__Input data__:
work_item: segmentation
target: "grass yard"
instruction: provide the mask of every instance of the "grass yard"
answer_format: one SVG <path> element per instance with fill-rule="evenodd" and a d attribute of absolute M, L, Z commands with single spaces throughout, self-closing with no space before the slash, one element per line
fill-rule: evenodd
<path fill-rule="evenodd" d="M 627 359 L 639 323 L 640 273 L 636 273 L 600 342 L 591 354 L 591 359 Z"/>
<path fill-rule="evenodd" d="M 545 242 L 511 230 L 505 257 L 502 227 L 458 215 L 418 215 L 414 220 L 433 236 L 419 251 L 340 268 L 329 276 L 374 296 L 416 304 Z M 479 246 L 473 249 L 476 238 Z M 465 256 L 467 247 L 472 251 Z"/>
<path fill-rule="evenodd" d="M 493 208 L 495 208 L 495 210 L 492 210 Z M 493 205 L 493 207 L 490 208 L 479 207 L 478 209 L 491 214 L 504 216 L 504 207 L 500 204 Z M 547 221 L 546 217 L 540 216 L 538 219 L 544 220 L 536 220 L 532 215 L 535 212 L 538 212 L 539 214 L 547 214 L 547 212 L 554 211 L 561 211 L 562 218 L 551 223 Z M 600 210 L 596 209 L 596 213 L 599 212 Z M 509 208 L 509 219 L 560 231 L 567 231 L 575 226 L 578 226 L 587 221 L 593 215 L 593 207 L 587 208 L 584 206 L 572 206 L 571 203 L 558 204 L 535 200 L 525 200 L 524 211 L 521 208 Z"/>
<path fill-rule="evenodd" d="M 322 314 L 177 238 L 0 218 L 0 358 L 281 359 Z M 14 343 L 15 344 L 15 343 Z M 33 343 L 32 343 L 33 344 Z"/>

__The task__:
Scan the lines above for "instruction: provide the" and for "answer_format: one SVG". Repeat exactly the line holding each of them and every line in between.

__Finished exercise__:
instruction: provide the mask of every instance of the "grass yard"
answer_format: one SVG <path> element per instance with fill-rule="evenodd" and a d attribute of absolute M, L, Z commands with single spaces throughout, self-closing with no space before the slash, one element per line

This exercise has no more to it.